**TEXTO**
--- --- ---
Tres historias de hombres que, cansados de alquilar o de sus vidas, decidieron mudarse a veleros anclados en la Costanera. Ventajas y costumbres de esta rareza porteña.
Es una suerte de camino espiritual. De austeridad forzosa y deseada. “Aprendés que con muy poco te alcanza para ser feliz”, dice Javier Maldonado, que no es un buda ni está iluminado por el mensaje del papa Francisco, pero que desde 2011 es una de las pocas personas que eligió vivir en un barco en plena ciudad de Buenos Aires.
Después de divorciarse y vender su departamento, Javier decidió irse al lugar que había amado desde chiquito: el río. Se deshizo de los 3 mil libros que tenía en su biblioteca, de buena parte de su ropa, dejó para siempre la televisión y se vino aquí, a la Costanera Norte, a probar suerte en su velero Pirata II, una embarcación clásica, de origen noruego y de madera: su casa.
--- --- ---
**FILAS DE TRABAJO**
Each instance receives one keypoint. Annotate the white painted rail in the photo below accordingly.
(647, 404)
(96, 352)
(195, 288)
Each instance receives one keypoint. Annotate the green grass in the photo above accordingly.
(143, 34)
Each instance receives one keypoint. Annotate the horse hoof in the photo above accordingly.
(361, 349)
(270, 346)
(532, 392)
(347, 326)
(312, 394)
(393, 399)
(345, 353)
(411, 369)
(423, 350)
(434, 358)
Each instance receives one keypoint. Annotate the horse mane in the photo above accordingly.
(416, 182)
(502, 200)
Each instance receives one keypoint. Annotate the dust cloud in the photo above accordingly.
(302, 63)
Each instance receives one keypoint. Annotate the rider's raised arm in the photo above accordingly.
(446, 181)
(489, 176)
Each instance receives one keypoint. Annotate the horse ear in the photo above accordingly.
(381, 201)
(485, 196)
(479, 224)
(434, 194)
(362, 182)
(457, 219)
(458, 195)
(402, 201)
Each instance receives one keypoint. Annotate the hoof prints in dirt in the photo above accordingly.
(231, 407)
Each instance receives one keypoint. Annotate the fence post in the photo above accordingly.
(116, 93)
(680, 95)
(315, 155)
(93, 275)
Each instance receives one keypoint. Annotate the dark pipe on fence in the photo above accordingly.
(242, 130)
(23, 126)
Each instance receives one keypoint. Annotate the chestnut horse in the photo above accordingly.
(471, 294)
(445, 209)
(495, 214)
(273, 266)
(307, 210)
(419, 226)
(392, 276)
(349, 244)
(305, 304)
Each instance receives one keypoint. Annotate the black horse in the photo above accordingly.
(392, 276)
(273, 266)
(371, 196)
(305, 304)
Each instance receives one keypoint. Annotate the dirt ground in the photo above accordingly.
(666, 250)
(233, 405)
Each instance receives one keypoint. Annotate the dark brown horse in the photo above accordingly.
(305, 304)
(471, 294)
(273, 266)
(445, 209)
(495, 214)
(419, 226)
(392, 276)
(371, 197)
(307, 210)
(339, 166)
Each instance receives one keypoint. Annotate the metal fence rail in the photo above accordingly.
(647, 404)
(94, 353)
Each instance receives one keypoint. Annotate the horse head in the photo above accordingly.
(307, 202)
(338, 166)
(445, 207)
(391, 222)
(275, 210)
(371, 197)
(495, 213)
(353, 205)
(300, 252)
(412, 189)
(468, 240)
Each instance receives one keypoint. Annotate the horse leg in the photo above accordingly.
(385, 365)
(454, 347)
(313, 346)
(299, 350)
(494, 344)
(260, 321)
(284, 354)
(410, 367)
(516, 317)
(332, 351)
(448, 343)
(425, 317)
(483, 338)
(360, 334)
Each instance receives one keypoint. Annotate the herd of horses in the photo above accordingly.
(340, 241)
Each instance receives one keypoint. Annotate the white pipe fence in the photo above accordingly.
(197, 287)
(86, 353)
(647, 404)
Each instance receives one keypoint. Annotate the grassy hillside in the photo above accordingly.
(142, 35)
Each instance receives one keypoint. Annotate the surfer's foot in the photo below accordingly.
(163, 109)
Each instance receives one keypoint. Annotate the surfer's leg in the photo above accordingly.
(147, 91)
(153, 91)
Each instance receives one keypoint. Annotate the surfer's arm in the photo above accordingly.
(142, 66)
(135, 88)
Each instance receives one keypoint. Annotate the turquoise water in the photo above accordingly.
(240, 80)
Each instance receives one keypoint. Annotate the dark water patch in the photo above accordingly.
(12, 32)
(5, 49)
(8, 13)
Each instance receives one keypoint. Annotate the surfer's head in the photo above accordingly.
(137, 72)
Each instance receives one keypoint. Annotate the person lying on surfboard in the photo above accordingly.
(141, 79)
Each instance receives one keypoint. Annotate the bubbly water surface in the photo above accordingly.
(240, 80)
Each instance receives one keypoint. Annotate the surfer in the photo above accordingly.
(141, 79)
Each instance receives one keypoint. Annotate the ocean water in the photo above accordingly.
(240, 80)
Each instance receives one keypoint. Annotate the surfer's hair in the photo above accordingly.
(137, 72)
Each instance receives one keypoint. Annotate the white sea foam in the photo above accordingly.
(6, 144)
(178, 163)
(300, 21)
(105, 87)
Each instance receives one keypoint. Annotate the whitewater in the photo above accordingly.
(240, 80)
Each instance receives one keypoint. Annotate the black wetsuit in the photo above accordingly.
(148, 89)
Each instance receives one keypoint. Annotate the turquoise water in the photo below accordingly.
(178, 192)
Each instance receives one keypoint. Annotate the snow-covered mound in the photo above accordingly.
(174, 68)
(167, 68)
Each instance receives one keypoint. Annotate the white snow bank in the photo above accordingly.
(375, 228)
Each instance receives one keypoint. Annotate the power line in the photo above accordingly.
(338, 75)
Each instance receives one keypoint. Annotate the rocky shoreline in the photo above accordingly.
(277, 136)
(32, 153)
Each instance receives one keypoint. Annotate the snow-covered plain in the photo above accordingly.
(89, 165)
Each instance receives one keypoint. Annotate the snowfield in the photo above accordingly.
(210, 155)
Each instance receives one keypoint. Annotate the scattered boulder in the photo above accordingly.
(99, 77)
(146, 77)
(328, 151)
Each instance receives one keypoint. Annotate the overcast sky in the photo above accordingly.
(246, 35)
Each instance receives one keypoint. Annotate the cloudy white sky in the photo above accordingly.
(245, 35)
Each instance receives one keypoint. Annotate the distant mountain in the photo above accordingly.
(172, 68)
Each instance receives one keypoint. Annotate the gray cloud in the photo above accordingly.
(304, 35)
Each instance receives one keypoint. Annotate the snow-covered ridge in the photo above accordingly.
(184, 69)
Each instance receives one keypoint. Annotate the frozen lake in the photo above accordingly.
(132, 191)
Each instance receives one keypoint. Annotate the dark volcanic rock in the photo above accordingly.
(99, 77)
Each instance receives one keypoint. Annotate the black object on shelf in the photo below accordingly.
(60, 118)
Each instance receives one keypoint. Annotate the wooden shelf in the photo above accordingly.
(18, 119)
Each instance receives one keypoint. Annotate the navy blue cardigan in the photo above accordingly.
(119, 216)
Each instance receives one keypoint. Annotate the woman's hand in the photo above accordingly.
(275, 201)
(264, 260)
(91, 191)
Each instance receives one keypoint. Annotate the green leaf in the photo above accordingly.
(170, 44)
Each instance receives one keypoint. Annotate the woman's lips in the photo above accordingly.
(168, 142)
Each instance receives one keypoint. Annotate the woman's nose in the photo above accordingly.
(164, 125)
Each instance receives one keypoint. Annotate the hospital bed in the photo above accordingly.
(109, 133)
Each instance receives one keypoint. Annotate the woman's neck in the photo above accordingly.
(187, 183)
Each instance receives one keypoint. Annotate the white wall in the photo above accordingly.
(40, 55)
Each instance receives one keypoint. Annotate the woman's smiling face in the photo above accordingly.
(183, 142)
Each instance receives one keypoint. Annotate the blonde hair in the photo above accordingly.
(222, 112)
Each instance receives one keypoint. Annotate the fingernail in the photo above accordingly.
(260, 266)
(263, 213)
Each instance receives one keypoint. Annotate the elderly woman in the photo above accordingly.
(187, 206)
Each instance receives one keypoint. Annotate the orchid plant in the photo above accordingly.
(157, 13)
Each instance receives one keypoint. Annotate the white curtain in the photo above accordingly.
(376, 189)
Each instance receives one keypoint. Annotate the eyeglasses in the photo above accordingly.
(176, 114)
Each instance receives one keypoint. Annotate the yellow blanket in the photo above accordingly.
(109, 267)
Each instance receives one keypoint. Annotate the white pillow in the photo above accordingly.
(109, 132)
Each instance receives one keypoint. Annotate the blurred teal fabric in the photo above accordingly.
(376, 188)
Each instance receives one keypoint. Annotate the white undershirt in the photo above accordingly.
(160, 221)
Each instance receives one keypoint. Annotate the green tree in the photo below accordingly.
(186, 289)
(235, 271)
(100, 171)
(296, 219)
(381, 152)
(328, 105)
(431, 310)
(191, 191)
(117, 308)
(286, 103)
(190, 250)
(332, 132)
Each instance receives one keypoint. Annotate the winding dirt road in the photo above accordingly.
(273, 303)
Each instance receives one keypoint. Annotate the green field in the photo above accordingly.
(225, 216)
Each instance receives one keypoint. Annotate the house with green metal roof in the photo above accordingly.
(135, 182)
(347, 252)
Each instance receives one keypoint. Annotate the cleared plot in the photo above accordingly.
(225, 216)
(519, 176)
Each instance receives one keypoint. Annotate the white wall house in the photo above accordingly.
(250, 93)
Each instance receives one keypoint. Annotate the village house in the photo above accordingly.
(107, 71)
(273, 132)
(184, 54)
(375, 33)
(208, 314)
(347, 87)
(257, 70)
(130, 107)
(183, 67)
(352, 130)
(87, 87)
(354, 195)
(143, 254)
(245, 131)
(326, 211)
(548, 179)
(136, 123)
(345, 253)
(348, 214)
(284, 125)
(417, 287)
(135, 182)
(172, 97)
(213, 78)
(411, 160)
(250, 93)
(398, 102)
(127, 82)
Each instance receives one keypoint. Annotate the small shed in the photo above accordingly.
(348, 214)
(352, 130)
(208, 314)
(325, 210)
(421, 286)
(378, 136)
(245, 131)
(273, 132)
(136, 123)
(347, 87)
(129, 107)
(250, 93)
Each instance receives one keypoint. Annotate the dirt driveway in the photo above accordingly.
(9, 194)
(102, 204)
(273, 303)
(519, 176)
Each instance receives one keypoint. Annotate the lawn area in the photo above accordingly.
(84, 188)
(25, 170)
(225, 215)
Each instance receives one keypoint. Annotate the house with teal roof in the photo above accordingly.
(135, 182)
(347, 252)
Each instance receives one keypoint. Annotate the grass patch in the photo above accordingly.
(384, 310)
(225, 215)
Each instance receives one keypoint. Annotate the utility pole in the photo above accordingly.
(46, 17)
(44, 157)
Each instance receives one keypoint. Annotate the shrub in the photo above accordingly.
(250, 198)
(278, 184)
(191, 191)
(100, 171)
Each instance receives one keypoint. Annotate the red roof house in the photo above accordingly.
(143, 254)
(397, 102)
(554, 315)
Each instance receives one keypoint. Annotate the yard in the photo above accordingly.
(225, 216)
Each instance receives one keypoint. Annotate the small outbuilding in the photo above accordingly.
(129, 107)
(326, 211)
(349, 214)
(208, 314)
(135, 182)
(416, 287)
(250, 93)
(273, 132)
--- --- ---
**OBJETIVOS**
(a) Por favor, copia sin cambios las filas desde la que contiene "wall house in the photo above accordingly." hasta el final de las filas, ambas incluidas.
(b) Prosigue el texto sobre quienes viven en veleros en la Costanera de Buenos Aires a partir de su última oración.

**RESPUESTAS POR TAREA**
(a)
Each instance receives one keypoint. Annotate the white wall house in the photo above accordingly.
(250, 93)
Each instance receives one keypoint. Annotate the village house in the photo above accordingly.
(107, 71)
(273, 132)
(184, 54)
(375, 33)
(208, 314)
(347, 87)
(257, 70)
(130, 107)
(183, 67)
(352, 130)
(87, 87)
(354, 195)
(143, 254)
(245, 131)
(326, 211)
(548, 179)
(136, 123)
(345, 253)
(348, 214)
(284, 125)
(417, 287)
(135, 182)
(172, 97)
(213, 78)
(411, 160)
(250, 93)
(398, 102)
(127, 82)
Each instance receives one keypoint. Annotate the small shed in the photo above accordingly.
(348, 214)
(352, 130)
(208, 314)
(325, 210)
(421, 286)
(378, 136)
(245, 131)
(273, 132)
(136, 123)
(347, 87)
(129, 107)
(250, 93)
Each instance receives one keypoint. Annotate the dirt driveway in the photo above accordingly.
(9, 194)
(102, 204)
(273, 303)
(519, 176)
Each instance receives one keypoint. Annotate the lawn area in the photo above accordingly.
(84, 188)
(25, 170)
(225, 215)
Each instance receives one keypoint. Annotate the house with teal roof in the photo above accordingly.
(135, 182)
(347, 252)
Each instance receives one keypoint. Annotate the grass patch in the photo above accordingly.
(384, 310)
(225, 215)
Each instance receives one keypoint. Annotate the utility pole in the photo above accordingly.
(46, 17)
(44, 157)
Each instance receives one keypoint. Annotate the shrub in the photo above accordingly.
(250, 198)
(278, 184)
(191, 191)
(100, 171)
Each instance receives one keypoint. Annotate the red roof house in the photo above accordingly.
(143, 254)
(397, 102)
(554, 315)
Each instance receives one keypoint. Annotate the yard in the photo above accordingly.
(225, 216)
Each instance receives one keypoint. Annotate the small outbuilding in the photo above accordingly.
(129, 107)
(326, 211)
(349, 214)
(208, 314)
(135, 182)
(416, 287)
(250, 93)
(273, 132)

(b)
Las comodidades que tiene, por supuesto, no son las mismas que supo tener en su vivienda de San Isidro, donde vivía con su ex esposa y sus hijos. Ahora, en el pequeño habitáculo interior del barco, tiene varios colchones de medidas especiales (que conforman una suerte de cama de dos plazas), una repisa con algunas revistas de yacht, pocos libros y papeles, una mesita donde come, una mini cocina con platos, vasos, cacerolas y sartenes, un baño y -lo que no puede faltar de ningún modo- una notebook con la que trabaja y también se entretiene.
Javier se especializa en marketing y desde hace un tiempo, su lugar de trabajo son los bares de Buenos Aires y el ciberespacio. Desde allí atiende y lleva las cuentas de sus clientes, lo que le permite disponer de sus tiempos. Javier acaba de volver de Angra dos Reis, Brasil, hace unos días. Estuvo cerca de dos meses navegando. Lo contrataron para que llevara el barco de una de las dueñas del Hotel Hilton de Buenos Aires a ese destino. Cada tanto, explica, a los que tienen el título de capitán (el más alto dentro de los permisos para navegar), les sale este tipo de trabajos: llevarles a millonarios sus barcos a lugares exóticos.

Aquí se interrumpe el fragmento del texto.